• _DATASET ENTRIES_:
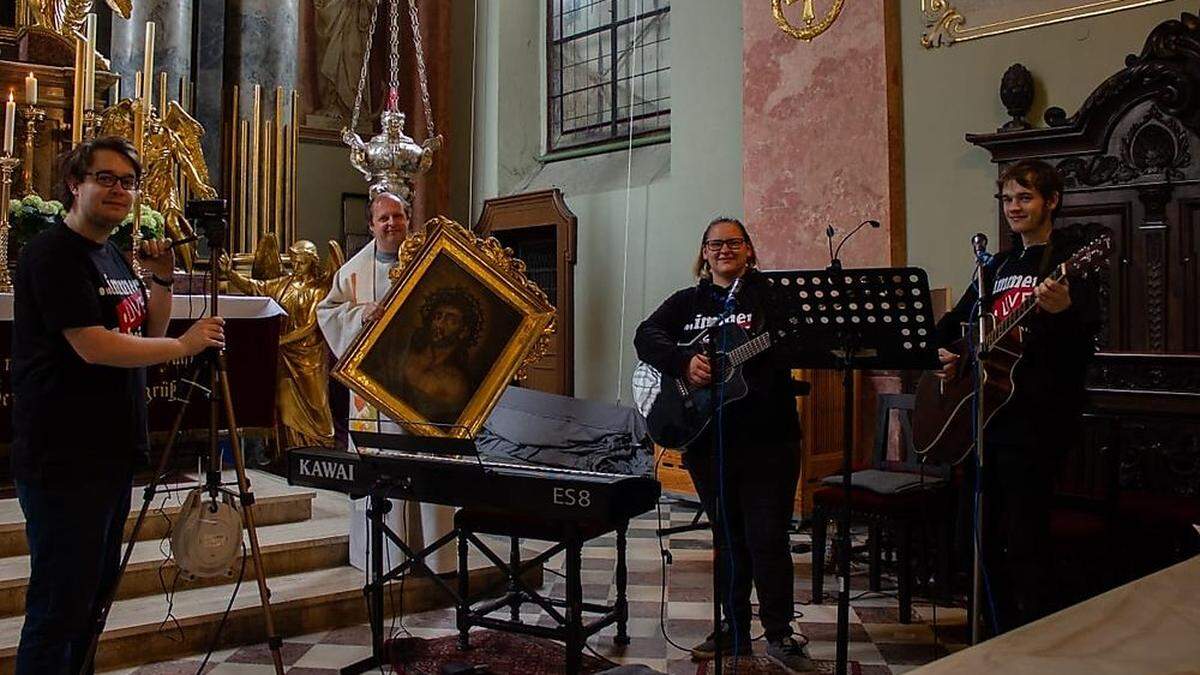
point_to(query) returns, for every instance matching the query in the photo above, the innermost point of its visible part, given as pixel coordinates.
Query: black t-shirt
(767, 416)
(73, 420)
(1049, 382)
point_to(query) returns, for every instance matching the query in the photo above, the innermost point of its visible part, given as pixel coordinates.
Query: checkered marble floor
(879, 641)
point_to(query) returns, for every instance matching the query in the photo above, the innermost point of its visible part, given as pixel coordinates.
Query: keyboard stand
(375, 589)
(567, 613)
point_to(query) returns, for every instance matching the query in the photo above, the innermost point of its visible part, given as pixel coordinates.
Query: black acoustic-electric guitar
(943, 428)
(676, 411)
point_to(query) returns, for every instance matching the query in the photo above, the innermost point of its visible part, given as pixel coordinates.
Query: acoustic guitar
(943, 428)
(676, 411)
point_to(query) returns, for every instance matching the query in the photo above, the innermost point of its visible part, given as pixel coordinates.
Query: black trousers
(75, 545)
(1018, 490)
(760, 488)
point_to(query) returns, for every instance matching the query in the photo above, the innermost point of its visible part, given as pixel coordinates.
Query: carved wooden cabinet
(540, 230)
(1129, 161)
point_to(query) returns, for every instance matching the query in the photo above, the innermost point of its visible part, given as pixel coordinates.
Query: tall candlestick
(77, 96)
(30, 90)
(10, 123)
(148, 66)
(7, 165)
(89, 91)
(34, 117)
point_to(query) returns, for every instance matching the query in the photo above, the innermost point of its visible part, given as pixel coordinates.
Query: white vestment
(360, 281)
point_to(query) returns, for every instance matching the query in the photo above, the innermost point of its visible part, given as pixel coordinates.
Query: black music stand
(851, 320)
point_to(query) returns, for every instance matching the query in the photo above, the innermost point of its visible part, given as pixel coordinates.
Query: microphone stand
(981, 352)
(717, 519)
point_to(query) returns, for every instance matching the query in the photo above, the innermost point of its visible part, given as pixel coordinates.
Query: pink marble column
(822, 141)
(823, 144)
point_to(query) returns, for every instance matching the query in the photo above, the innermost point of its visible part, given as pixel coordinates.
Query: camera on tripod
(210, 219)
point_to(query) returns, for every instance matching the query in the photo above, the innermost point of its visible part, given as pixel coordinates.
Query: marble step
(287, 549)
(303, 603)
(276, 502)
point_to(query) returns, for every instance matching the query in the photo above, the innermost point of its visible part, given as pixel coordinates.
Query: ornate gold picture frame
(957, 21)
(460, 322)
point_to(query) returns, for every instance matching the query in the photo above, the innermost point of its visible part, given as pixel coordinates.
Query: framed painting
(460, 323)
(957, 21)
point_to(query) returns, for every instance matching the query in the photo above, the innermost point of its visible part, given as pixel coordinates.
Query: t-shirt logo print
(1011, 292)
(131, 311)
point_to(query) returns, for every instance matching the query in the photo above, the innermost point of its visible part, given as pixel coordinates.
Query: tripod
(210, 363)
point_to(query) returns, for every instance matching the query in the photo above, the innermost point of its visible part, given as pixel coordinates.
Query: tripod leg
(148, 495)
(247, 502)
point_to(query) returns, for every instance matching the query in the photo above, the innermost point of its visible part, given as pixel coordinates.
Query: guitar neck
(1014, 318)
(748, 350)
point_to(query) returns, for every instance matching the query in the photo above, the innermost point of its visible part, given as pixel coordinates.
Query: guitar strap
(1047, 263)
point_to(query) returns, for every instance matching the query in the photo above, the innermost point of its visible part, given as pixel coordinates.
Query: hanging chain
(366, 65)
(394, 61)
(420, 70)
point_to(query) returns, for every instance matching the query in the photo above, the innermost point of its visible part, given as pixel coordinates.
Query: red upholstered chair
(897, 496)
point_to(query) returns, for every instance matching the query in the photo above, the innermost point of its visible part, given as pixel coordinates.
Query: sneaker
(790, 653)
(707, 650)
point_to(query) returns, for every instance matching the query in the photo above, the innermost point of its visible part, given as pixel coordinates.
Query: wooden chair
(897, 496)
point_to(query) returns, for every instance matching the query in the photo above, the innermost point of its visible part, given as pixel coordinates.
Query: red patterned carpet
(763, 665)
(502, 653)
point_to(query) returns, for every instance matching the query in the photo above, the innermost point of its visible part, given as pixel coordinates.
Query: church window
(609, 67)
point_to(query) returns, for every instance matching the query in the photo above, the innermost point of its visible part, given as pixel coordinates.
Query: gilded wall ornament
(970, 19)
(813, 27)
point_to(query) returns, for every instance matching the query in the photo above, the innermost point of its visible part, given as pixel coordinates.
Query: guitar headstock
(1091, 257)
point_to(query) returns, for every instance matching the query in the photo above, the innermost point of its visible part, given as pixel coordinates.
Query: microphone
(835, 262)
(979, 245)
(733, 291)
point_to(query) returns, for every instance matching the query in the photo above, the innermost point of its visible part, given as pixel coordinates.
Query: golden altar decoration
(301, 388)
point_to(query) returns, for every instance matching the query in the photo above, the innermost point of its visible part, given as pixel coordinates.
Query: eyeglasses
(109, 179)
(715, 245)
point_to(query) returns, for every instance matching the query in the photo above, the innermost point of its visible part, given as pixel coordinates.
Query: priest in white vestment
(353, 300)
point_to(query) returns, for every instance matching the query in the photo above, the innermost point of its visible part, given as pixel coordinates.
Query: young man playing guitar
(759, 436)
(1026, 438)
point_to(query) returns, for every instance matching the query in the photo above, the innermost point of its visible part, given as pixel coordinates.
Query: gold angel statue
(66, 17)
(169, 143)
(303, 374)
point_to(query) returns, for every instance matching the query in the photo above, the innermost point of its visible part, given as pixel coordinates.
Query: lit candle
(30, 89)
(89, 93)
(148, 67)
(10, 123)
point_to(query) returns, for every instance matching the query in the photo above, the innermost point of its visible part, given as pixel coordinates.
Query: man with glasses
(84, 328)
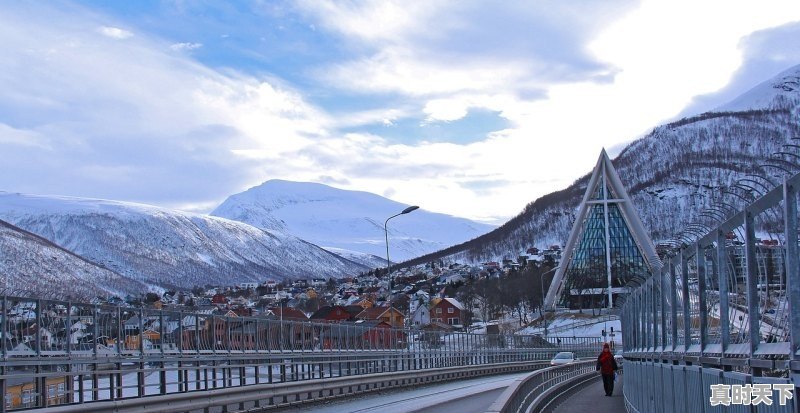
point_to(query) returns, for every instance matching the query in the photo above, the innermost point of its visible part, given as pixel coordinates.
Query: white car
(564, 357)
(619, 358)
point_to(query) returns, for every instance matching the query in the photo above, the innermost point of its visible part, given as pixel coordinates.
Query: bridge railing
(528, 392)
(724, 310)
(63, 352)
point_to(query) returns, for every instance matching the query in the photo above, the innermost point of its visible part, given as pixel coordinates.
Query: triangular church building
(607, 246)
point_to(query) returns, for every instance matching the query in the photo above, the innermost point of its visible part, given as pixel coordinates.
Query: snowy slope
(166, 247)
(37, 267)
(349, 220)
(672, 174)
(369, 260)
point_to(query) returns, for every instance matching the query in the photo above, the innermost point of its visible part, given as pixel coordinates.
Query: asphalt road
(467, 396)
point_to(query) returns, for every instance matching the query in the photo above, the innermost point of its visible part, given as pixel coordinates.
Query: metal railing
(72, 353)
(724, 310)
(529, 392)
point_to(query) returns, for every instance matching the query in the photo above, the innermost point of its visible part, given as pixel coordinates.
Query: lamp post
(386, 232)
(541, 287)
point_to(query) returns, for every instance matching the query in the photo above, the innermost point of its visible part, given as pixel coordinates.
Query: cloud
(114, 32)
(185, 47)
(86, 115)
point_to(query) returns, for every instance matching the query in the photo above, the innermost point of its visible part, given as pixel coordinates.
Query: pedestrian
(607, 366)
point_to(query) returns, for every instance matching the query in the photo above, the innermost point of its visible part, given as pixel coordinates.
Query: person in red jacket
(607, 366)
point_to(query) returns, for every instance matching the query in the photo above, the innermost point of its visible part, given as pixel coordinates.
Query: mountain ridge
(343, 219)
(671, 173)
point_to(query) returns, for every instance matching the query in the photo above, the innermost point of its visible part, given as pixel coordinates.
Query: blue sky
(463, 107)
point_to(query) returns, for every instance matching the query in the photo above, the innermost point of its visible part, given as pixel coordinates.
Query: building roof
(605, 203)
(451, 301)
(289, 313)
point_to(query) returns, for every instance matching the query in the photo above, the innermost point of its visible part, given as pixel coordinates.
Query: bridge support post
(687, 309)
(752, 284)
(673, 287)
(722, 280)
(700, 260)
(792, 273)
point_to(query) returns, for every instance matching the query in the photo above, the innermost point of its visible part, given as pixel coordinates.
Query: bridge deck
(593, 399)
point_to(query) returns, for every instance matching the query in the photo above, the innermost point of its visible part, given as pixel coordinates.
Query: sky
(468, 108)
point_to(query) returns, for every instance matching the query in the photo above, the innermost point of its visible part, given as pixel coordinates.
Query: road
(466, 396)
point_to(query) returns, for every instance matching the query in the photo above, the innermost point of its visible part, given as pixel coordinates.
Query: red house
(288, 314)
(448, 311)
(362, 335)
(331, 314)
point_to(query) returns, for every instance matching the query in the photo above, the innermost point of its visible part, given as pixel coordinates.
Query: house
(448, 311)
(361, 335)
(332, 314)
(421, 316)
(287, 314)
(21, 392)
(388, 315)
(219, 299)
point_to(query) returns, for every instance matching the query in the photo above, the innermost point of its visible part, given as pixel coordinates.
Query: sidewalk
(593, 399)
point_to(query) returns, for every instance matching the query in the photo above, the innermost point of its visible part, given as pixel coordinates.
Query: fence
(62, 353)
(725, 309)
(531, 392)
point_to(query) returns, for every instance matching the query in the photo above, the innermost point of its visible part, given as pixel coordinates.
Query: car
(564, 357)
(619, 358)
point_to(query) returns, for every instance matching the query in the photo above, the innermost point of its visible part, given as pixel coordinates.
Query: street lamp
(541, 287)
(386, 232)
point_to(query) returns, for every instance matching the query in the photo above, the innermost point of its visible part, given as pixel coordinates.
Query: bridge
(716, 328)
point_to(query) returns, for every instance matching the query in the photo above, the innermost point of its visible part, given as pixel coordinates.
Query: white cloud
(185, 47)
(114, 32)
(169, 130)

• _THE PROBLEM_:
Reproduce the data from its beginning up to and including the line with "(1049, 382)", swapping "black t-shirt" for "dark crew-neck shirt" and leaving everything else unchanged. Omit the pictures from the reproduction.

• _FINISHED TASK_:
point_to(query) returns, for every instance matching the query in the photo above, the innermost point of its visible part, given as pixel coordinates.
Query: dark crew-neck shirt
(767, 416)
(73, 420)
(1049, 382)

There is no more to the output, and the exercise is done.